Give the records below, from the line with "Can you find the long" to the line with "pixel 249 114", as a two-column CSV with the columns text and answer, one row per record. Put each field in quotation marks, with its line breaks replaced by spaces.

***** RECORDS PROVIDED *****

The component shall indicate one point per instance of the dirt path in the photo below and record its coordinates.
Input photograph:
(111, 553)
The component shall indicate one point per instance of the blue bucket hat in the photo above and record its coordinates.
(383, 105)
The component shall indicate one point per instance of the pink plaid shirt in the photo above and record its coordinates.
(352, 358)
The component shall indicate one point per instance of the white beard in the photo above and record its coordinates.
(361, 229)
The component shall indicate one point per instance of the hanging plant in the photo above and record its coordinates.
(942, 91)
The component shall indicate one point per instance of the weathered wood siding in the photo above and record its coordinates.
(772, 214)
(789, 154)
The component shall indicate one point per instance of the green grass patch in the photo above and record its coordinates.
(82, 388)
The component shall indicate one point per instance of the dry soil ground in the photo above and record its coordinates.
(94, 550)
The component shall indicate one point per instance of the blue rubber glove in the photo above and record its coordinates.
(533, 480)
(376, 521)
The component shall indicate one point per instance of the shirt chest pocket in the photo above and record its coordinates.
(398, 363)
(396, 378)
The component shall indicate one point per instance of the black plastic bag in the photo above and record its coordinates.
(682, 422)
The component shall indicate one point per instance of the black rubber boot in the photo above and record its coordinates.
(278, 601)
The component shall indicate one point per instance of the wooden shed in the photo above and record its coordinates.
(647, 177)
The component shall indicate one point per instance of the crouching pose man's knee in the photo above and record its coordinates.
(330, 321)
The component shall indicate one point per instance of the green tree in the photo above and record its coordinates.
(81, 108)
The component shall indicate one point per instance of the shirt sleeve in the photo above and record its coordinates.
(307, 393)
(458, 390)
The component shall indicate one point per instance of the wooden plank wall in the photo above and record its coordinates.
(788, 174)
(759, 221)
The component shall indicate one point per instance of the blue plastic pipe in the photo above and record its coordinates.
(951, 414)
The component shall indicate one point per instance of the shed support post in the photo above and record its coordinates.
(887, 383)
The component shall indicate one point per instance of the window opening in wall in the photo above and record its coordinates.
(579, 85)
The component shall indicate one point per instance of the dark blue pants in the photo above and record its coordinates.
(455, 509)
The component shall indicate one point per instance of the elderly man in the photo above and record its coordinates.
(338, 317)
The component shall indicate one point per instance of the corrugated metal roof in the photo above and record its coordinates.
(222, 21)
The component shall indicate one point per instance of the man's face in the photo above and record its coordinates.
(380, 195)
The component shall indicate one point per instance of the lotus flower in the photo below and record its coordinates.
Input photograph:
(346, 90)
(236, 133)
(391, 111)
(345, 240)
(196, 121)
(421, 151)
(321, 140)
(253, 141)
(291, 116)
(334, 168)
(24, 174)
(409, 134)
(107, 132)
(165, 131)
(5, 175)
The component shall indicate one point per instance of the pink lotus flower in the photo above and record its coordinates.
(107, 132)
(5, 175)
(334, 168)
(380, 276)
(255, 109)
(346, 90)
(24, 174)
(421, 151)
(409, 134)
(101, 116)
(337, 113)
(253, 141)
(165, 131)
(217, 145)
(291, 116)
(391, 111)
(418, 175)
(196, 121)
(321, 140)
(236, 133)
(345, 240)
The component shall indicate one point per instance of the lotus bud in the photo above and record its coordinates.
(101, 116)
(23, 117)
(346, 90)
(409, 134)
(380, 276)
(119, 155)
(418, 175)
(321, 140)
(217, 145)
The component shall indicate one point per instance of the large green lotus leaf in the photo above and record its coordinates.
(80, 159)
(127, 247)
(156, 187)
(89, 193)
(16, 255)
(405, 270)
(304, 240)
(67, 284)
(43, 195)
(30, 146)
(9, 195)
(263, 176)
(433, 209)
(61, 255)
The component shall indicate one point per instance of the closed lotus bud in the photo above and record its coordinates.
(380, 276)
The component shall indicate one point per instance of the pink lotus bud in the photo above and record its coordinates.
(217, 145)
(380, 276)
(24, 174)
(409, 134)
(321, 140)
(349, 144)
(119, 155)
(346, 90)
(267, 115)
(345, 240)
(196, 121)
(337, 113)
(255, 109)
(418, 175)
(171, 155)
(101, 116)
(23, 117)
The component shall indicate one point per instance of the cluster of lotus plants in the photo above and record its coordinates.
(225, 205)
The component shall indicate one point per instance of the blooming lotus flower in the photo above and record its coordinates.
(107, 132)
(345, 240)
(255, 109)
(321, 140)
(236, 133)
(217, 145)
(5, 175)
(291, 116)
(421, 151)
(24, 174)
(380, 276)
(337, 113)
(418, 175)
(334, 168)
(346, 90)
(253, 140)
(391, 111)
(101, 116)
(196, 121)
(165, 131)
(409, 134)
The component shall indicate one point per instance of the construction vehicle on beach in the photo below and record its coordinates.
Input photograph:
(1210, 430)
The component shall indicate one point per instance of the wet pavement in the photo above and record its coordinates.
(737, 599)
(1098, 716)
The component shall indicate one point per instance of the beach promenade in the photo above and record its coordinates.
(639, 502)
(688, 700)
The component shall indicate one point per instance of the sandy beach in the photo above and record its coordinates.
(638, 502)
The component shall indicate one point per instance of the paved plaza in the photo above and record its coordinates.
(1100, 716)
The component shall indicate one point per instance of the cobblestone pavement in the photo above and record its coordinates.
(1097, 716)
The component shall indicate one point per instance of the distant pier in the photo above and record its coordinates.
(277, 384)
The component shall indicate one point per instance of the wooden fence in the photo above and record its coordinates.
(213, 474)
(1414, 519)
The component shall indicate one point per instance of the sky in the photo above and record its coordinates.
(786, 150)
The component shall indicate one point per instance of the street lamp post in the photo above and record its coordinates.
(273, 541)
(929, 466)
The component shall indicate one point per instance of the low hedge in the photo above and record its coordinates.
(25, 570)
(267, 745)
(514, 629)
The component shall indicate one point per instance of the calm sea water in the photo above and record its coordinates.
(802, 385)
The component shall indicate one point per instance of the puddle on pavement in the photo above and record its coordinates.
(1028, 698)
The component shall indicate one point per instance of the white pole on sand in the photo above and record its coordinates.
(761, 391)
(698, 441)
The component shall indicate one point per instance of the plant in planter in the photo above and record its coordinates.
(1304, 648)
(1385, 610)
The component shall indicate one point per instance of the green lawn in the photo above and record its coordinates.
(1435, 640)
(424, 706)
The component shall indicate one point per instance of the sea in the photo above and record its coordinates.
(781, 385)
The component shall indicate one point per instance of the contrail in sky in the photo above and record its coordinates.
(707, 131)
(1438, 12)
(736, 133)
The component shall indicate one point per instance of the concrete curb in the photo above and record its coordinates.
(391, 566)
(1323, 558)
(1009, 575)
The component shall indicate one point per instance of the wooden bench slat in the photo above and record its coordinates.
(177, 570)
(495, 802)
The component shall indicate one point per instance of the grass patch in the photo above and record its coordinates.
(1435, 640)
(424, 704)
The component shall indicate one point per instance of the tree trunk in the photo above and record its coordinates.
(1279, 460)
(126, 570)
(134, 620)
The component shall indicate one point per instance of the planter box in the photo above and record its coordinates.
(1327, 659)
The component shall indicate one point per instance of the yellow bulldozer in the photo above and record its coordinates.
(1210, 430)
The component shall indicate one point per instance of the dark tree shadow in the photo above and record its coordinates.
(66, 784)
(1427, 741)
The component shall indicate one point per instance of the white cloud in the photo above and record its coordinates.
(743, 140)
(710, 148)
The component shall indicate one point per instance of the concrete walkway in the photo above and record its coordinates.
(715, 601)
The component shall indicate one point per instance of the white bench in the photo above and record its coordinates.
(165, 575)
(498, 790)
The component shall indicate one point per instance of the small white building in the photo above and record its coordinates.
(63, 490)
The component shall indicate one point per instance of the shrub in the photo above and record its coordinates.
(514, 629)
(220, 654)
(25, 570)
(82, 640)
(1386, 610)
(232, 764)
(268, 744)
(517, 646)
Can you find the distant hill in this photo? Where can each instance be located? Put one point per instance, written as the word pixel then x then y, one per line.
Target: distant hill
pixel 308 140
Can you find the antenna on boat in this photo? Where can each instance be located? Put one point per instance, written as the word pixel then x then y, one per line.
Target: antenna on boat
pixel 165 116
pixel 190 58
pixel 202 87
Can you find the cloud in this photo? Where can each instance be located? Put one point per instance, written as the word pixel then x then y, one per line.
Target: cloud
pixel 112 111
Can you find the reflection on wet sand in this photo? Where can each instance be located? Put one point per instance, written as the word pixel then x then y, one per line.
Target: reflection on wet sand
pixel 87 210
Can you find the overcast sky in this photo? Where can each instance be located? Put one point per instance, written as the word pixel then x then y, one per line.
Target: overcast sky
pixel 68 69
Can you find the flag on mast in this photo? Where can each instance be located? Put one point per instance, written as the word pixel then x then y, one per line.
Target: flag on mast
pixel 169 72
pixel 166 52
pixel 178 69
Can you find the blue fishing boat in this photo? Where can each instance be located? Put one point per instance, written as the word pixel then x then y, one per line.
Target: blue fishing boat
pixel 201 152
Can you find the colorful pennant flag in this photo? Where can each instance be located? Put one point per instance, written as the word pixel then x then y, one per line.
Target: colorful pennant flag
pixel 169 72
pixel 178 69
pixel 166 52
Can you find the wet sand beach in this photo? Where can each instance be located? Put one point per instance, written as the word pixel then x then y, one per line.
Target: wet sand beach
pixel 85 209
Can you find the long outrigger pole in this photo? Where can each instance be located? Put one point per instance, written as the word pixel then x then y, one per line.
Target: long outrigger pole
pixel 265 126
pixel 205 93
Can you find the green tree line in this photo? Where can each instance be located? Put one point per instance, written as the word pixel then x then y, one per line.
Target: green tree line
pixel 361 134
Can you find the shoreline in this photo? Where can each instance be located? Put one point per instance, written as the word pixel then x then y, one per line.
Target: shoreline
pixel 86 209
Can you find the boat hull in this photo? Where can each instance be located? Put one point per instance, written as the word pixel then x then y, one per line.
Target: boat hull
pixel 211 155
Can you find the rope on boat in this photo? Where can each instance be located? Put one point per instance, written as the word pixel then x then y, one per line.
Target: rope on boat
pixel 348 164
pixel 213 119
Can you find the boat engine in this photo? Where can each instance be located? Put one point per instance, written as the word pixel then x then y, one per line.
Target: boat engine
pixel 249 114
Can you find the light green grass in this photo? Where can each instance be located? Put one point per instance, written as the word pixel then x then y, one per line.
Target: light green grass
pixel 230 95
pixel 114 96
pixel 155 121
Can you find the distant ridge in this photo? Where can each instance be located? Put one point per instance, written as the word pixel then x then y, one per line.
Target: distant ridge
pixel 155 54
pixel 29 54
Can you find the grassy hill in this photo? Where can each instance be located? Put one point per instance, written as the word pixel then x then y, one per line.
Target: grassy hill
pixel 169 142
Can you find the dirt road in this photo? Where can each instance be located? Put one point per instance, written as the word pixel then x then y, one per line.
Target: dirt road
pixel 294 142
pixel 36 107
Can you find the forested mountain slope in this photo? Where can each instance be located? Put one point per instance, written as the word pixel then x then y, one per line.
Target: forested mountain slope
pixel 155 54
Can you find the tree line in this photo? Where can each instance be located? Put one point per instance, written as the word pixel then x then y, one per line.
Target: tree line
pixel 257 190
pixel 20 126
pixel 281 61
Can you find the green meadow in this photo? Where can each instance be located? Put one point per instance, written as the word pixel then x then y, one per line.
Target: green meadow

*****

> _ANSWER TO THE EXERCISE_:
text,answer
"Can you find the long outrigger pole in this photo? Where can each instance be located? Put one point per instance, written as the word pixel then x then y, one per line. Target: long outrigger pole","pixel 265 126 pixel 205 93"
"Can you find the green tree line in this photo? Where can each instance be located? Put one point per instance, written as the word pixel then x then y, one per line. Target: green tree line","pixel 361 134"
"Can you find the shoreline in this photo? Where can each instance be located? Put one point per instance, written as the word pixel then x then y, one per line. Target: shoreline","pixel 86 209"
"Can you find the boat hull in this photo? Where can each instance be located? Put one point per instance, written as the word pixel then x then y, one per line. Target: boat hull","pixel 211 155"
"Can you find the rope on boat in this photo? Where can each instance be located? Put one point per instance, written as the word pixel then x then y, one per line. Target: rope on boat","pixel 348 164 pixel 213 119"
"Can you find the boat engine in this photo? Where can each instance be located? Put one point per instance, written as the word pixel then x then y, one per line. Target: boat engine","pixel 249 114"